**Challenges**
1. Answer these questions about the forum thread on sorting a table:
(a) What is the largest number of units a table holds?
(b) Besides pcs.A, which tables would also need sorting?
(c) What built-in function does the reply call to do the sort?
2. Print the stretch of the forum thread on sorting a table from "[airstruck]" through "b[2], xo, yo)".
3. Continue the forum thread on sorting a table by distance from where it stops.

**Source excerpt**
● ● ●
Simple sort of table array

[vortizee]

I can’t wrap my head around sorting a table constructed like so: pcs.A = {}
pcs.A[1] = { x, y, id } pcs.A[2] = { x, y, id } — values inside those brackets used to place a piece on a map at coordinates pcs.A[1], pcs.A[2].

The sorting function should order pcs.A by comparing distance to some origin x0, y0, derived from an external function that calculates kwikDist(pcs.A[1], pcs.A[2], x0, y0). I just don’t know the syntax to construct the sort, and of course, there’d be other tables that would need sorting too: pcs.B, pcs.C. The tables are pretty small (max 60 units) so speed is not a critical issue, but they are recreated every few minutes as the origin moves.

Sorting function: return kwikDist( pcs.A[1], pcs.A[2], xo, yo ) < kwikDist( pcs.A[i+1][1], pcs.A[i+1][2], xo, yo )

[airstruck]

Is this what you're trying to do?

Code: Select all

table.sort(pcs.A, function (a, b)
    return kwikDist(a[1], a[2], xo, yo) < kwikDist(b[1], b[2], xo, yo)
● ● ●
Dataset excerpts on pointing at objects:
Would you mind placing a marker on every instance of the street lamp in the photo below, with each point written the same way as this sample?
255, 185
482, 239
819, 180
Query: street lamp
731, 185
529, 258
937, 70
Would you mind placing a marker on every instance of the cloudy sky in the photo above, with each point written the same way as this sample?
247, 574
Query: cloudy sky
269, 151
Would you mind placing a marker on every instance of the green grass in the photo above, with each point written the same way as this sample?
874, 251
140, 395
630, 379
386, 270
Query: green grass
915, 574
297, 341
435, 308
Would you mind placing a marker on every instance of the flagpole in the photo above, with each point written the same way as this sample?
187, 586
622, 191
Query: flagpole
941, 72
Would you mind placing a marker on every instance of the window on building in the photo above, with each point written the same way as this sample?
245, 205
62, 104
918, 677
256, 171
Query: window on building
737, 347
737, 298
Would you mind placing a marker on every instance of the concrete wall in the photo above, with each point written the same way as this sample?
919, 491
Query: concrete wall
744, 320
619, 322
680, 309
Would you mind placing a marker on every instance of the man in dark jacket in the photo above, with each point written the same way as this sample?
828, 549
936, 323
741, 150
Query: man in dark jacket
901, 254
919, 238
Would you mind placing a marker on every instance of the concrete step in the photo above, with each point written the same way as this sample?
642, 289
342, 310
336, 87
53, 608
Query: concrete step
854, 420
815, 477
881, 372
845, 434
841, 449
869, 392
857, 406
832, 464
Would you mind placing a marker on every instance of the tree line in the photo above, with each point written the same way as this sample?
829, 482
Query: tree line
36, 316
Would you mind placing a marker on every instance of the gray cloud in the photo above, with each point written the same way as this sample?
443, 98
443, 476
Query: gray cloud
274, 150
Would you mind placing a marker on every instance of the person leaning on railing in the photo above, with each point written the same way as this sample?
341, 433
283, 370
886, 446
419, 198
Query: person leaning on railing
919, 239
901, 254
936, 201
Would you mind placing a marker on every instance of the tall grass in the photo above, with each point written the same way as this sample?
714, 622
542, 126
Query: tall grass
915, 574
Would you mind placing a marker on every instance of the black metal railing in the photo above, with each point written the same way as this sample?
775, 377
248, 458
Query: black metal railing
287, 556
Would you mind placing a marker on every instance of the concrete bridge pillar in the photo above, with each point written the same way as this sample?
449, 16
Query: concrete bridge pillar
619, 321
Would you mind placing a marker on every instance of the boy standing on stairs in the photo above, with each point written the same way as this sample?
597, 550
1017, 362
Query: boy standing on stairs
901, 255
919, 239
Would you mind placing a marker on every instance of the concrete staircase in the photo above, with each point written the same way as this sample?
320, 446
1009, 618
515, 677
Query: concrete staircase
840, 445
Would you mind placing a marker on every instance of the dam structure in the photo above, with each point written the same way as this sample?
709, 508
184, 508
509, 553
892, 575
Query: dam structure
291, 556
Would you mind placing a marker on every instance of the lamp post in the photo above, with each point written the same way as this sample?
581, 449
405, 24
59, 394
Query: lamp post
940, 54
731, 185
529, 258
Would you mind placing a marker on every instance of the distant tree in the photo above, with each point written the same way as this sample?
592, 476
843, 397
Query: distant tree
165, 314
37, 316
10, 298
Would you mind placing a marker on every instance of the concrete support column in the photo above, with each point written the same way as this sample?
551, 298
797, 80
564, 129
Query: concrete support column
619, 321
● ● ●
**The results**
1.
(a) 60 units
(b) pcs.B and pcs.C
(c) table.sort

2.
[airstruck]

Is this what you're trying to do?

Code: Select all

table.sort(pcs.A, function (a, b)
    return kwikDist(a[1], a[2], xo, yo) < kwikDist(b[1], b[2], xo, yo)

3.
end)

[vortizee]

Something like that, yes. But how does the function know what a[1] a[2] are? That’s what doesn’t penetrate my sclerotic brain.

[vortizee]

Bingo! And bingo! Worked like a charm first time. I wrote a dozen other functions intuitively that error’ed out because I couldn’t (and can’t) figure out how the interpreter links a and b to the array. Thanks.

[zorg]

Because tables are passed by reference; a and b are passed in as parameters, those are tables themselves, so you can index them, which is what the function airstruck posted does.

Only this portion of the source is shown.